• ACTIVITY:
Read through the listing below and copy each line in which the word "runner" occurs.

** SUPPLIED INFORMATION follows **

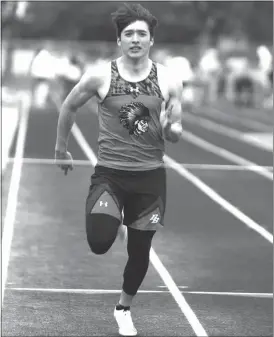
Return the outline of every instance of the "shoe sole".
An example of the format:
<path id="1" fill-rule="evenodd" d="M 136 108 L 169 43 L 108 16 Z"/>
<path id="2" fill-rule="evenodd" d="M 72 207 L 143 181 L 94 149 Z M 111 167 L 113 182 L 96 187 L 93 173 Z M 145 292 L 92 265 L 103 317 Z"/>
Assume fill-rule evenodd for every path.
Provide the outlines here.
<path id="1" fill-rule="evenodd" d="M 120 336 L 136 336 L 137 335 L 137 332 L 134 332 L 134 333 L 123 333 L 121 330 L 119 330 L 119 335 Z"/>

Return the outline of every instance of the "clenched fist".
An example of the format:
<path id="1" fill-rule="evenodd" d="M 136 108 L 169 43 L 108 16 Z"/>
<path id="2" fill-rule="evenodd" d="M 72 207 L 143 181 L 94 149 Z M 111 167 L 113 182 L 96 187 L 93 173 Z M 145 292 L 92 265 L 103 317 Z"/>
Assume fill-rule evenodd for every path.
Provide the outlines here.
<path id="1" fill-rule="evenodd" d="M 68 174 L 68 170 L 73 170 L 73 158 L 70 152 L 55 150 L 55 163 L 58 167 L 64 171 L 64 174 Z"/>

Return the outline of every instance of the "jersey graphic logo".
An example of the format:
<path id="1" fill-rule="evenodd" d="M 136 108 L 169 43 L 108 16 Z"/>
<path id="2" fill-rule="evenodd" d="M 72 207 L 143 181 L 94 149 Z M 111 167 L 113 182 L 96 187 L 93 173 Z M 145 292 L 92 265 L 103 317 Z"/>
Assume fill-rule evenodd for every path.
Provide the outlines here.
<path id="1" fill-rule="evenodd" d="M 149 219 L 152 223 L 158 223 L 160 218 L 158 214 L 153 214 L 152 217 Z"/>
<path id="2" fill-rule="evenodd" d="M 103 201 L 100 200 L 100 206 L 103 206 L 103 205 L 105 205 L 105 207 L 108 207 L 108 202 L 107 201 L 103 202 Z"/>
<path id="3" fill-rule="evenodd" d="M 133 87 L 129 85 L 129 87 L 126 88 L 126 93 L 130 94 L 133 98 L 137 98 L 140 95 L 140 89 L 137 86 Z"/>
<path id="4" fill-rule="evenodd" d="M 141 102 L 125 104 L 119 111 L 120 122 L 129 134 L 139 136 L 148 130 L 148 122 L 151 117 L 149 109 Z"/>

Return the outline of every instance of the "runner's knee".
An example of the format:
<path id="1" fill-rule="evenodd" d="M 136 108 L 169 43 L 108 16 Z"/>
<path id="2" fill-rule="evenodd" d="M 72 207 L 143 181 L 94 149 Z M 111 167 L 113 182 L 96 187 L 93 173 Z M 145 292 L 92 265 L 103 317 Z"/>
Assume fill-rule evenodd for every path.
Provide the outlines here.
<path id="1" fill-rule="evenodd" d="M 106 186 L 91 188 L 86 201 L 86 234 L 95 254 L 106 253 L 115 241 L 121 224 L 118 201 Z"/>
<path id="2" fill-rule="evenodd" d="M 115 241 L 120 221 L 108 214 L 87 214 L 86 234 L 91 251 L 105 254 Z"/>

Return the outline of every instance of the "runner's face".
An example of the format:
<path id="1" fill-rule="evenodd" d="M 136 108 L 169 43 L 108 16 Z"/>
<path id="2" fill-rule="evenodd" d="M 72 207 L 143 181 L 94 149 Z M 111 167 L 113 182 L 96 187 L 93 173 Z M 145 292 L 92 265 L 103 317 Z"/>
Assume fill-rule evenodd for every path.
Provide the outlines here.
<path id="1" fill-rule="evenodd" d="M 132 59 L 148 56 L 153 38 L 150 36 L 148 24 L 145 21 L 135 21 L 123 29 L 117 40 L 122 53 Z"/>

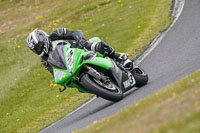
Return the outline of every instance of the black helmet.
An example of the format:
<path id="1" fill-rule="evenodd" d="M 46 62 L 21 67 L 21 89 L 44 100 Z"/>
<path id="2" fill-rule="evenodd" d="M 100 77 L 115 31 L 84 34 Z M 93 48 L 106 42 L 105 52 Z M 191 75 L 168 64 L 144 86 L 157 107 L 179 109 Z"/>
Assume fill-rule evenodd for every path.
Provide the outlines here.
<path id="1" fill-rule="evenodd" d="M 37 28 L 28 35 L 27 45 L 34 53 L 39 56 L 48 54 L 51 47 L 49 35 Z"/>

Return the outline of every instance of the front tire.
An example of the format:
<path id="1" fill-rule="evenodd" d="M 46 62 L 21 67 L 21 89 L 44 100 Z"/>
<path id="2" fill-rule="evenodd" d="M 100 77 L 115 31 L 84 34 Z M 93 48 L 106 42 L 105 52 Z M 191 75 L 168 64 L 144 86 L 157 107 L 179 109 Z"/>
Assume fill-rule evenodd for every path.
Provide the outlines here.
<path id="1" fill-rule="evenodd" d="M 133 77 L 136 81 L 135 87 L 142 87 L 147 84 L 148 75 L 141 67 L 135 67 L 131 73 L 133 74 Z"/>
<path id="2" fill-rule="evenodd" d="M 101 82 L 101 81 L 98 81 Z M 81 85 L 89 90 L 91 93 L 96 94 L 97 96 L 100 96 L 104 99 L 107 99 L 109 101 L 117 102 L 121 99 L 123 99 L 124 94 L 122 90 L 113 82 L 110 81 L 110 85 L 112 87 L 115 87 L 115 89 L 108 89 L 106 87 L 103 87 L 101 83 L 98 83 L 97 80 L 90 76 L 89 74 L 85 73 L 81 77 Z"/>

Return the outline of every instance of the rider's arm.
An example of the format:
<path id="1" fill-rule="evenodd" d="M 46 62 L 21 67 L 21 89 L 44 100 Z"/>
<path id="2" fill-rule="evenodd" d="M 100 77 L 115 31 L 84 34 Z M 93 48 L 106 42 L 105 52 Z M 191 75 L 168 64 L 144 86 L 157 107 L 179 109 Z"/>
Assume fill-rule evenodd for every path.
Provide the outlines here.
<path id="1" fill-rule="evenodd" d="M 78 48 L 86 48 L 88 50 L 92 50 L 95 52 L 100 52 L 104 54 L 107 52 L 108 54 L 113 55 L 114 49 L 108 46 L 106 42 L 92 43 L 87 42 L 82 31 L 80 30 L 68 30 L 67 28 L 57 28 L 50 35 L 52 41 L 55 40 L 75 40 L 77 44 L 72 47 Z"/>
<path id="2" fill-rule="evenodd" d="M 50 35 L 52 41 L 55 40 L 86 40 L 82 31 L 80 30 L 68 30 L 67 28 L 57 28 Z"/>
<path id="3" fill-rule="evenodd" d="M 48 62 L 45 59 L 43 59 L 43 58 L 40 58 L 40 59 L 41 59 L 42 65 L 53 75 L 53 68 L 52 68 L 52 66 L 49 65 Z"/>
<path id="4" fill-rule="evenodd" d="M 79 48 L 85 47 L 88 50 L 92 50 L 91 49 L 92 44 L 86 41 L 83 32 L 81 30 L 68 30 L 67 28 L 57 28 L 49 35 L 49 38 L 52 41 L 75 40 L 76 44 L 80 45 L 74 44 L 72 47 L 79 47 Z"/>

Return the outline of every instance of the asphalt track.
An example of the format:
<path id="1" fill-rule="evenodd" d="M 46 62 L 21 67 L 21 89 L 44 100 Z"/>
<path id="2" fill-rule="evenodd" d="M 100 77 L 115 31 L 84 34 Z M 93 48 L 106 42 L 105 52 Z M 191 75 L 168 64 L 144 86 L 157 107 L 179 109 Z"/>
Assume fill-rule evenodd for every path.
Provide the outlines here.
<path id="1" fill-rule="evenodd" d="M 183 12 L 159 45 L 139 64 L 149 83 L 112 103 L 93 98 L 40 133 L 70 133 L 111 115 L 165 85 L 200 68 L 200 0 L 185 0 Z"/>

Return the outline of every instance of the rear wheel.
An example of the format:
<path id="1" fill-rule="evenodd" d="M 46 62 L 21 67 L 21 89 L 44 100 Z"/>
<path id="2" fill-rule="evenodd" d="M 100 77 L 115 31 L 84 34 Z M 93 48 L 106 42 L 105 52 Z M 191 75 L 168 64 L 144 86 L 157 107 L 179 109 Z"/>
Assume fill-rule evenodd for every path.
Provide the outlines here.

** End of SUPPLIED INFORMATION **

• SOLUTION FOR THIS PROBLEM:
Return the outline of every instance of the "runner's knee".
Return the outline of every instance of the "runner's face".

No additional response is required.